→ The request
Please pull out every line of the records that contains the string "crowd".

══ Records to use

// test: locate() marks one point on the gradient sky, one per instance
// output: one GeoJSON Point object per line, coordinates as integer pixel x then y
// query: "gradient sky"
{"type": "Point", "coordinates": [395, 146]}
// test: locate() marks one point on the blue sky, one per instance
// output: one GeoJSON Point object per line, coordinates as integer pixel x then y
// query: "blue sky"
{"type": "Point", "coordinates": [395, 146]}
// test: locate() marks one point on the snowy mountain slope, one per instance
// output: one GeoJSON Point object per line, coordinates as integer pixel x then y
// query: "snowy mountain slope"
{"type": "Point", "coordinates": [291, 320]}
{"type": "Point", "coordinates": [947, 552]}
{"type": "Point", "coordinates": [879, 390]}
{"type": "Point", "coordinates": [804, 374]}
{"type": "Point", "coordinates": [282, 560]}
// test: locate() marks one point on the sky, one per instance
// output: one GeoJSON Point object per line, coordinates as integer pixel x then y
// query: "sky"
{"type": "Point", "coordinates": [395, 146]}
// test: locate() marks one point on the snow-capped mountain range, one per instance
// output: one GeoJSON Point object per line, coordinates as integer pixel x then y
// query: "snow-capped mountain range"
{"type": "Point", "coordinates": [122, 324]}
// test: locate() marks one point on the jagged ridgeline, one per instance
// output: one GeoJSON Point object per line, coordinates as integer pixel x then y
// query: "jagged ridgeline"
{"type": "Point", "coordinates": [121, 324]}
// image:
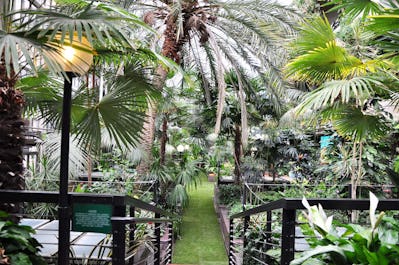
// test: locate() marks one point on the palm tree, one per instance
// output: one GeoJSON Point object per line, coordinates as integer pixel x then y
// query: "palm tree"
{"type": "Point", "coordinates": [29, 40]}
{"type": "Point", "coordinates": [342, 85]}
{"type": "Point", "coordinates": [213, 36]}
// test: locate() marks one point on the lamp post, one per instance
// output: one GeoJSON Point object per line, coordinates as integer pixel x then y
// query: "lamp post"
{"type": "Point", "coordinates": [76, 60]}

════
══ Records to use

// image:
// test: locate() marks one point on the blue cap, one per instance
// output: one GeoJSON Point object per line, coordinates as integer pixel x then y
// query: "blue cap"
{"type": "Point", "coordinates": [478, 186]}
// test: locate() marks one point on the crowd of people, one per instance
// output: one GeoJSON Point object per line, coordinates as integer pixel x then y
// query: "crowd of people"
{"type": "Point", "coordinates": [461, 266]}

════
══ Records to use

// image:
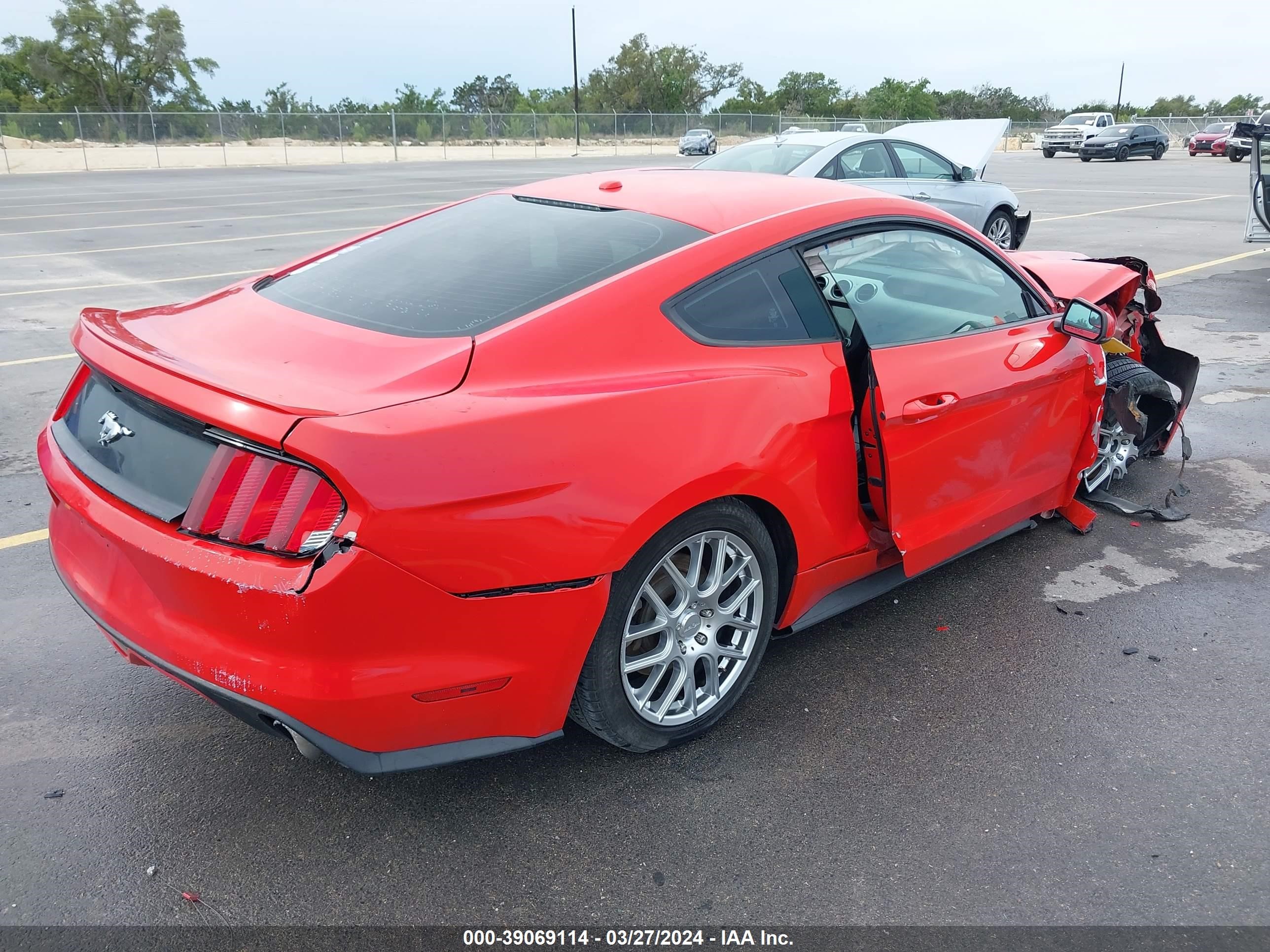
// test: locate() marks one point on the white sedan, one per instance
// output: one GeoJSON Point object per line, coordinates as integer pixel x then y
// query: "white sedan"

════

→ Solution for this task
// test: locate() marks one point on the crowd of people, one per instance
// query: "crowd of people"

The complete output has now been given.